Saved entries:
**********
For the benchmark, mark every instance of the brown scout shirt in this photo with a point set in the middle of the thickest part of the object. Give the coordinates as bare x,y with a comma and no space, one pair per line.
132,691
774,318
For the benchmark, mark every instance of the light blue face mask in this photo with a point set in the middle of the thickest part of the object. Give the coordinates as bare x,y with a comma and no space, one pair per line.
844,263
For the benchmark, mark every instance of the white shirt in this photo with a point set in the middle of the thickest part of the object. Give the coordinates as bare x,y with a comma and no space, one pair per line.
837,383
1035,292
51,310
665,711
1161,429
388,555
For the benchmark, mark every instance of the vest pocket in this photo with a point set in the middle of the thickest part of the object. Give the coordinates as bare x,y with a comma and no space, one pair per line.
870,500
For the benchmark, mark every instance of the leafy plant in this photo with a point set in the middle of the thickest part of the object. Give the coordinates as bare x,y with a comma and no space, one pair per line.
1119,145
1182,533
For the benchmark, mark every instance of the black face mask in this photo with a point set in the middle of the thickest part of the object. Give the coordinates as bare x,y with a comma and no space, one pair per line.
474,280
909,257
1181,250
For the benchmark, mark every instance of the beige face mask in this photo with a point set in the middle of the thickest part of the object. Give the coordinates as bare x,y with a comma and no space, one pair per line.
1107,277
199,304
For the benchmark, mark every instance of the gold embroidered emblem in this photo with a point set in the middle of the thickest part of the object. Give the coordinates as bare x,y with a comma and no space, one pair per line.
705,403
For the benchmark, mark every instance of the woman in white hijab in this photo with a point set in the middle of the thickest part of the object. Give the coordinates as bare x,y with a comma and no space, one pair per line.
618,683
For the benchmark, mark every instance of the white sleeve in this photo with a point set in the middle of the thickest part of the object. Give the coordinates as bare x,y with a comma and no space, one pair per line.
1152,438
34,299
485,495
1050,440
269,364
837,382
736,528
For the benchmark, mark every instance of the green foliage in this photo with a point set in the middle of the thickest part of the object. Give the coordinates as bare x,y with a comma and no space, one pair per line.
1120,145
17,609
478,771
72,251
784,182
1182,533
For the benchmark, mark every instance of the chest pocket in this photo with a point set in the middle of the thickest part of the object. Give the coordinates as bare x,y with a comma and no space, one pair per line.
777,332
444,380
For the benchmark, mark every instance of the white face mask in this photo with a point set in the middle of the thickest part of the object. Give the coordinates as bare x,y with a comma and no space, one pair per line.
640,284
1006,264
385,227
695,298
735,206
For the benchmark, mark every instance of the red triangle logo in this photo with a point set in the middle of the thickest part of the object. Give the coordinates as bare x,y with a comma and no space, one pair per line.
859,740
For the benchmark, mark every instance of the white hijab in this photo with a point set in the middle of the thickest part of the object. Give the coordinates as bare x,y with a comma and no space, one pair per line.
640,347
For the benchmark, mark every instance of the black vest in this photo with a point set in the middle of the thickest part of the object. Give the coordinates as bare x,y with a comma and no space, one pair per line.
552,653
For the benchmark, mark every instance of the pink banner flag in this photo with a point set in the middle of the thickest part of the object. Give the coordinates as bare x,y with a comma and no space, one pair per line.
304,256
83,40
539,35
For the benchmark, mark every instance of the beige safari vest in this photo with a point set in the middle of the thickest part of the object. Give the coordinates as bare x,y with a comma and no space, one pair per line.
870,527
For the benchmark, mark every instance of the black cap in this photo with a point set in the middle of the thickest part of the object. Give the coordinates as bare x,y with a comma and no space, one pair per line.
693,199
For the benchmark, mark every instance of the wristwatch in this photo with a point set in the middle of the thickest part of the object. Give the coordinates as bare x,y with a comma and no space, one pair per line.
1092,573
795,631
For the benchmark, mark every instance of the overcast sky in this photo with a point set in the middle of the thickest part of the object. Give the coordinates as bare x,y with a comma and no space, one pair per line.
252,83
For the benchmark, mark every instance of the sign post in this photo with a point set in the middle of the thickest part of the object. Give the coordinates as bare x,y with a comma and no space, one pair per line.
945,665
**********
TASK REQUIREMENTS:
Reproduce every one of the records above word for word, keeping each line as it appears.

THE REPLY:
For the benchmark, mark every instance of the brown scout shirt in this photo with a point set in the middle of the thickest part of the object. Give the coordinates as bare x,y with a comma and no space, one pair per line.
132,691
774,318
For the benchmark, mark every instance of the light blue face mask in this photo with a point set in the middle of the thickest part of the object. Give the coordinates as bare x,y with a comma and no space, one pair per line.
844,263
For the benchmark, mark every instance of the white shirt in this photo with a point set in the middle of the thickest part of the object. Give the coordinates as bare x,y with a comma and no space, one pair per line.
837,383
1035,292
51,310
665,711
1161,429
388,555
For the benchmark, mark every instance of the vest pocket in this photo with a point set in the middle of the thickest part of the object. Give the coordinates as bare x,y with a comma and no space, one pair per line.
870,500
For the benchmark, mark every instance of the leafy plant in this photo with a point set in the middle of the thickest part of the object. Give the coordinates as bare x,y with a comma and no space, one pair per line.
1119,145
1182,533
For the benchmark, mark every instance of the black face mask in this photo with a point set in the middle of the thickest part of the object. Give the coordinates as bare x,y with a comma and no space, one pair per line.
474,280
909,257
1181,250
For the benchmark, mark every instance of the beige face mask in this photo with a point set in the middle of the thickest part of the object. Give the coordinates as bare x,y with a comma and no space, one pair per line.
1107,277
199,304
For the benchmark, mark every instance of the gold embroidered emblem in this photo with a point set in the middle of the thickest part of the object. Give the coordinates as bare x,y with a comma and no space, one pair per line.
705,403
For the benchmark, mark every instance of the woman in white hijab in this photo with a point set in the middle of the thickest part of the object. Give the coordinates as bare x,y with a comma and no space, one pair per line.
618,683
For the benchmark, mark every instance of the white sleeve in this photo with a point set in the middle of the thickest part of the object. Give the coordinates as bare x,y with a comma and no space, one pair per line.
1152,438
34,299
485,495
1050,440
269,364
837,382
736,528
For the benchmark, mark every instance of the green foliage in this photo with a point set in the middle of the thickest part of the object. Give the coordinates as bare x,y with a comma and no space, one pair per line.
1120,145
17,609
478,771
72,251
784,182
1182,533
For the benchmark, mark every instance of the chest pocket in this photo with a point set in the middle of the thickest part of the object. Give the coordinates as bare x,y with a comma and no space, one pair per line.
777,332
444,380
For the benchmark, mark every instance of the white face mask in this photo with a point set in the middle of the thickest part of the object. Give the coordinates as bare x,y with a comma and no space, one pair per line.
640,284
1006,264
385,227
695,298
735,206
For the benchmark, mark every instance of the red triangle logo in this photo with a point set in the middle of the thickest part of the object. Give the coordinates as bare x,y with a comma and no space, one pair per line.
859,740
For the benchmark, mark every instance of the white hijab in this photo with a point set in the middle of the thickest part of the object. Give the coordinates as bare x,y with a comma and no space, one pair per line.
640,347
For the benchmark, mark every instance of the black vest in this photo with a point set in the middle of the thickest part of the object. Give the coordinates as bare x,y with a comma and no space, one pair per line.
552,653
For the benchmark, mark every instance of the pink banner flag in this photo with a point set in the middle of the thickest part of the object. Give the coordinates as bare x,y with a comma and no space, one pair per line.
304,256
83,40
539,35
For the benchmark, mark every instance of the beige safari vest in this photo with a point set in the middle of the thickest part of the object. Give the coordinates as bare x,y with a comma and no space, one pair per line.
870,527
For the benchmark, mark every instance of the black cap in this photo with a point set in the middle of the thickest part of the object. Give the coordinates as bare x,y with a comma and no space, one pair per line.
693,199
For the benchmark, mark every instance of the wristwatch in this photo with a point set in the middle of the thickest part of the object. Give the coordinates as bare x,y with a comma and no space, one pair per line.
1092,573
795,631
For the benchmark, mark every instance of the overcast sky in this photo with a point set in the middle of the thickest part of the object. Give the coordinates as bare x,y with a comma and no space, one pair per line.
252,83
For the benchmark, mark every instance of the sign post in this photo with a point set in the middle of the thickest part of the object. Give the coordinates as bare x,y with a comma and no space, one pair per line.
945,665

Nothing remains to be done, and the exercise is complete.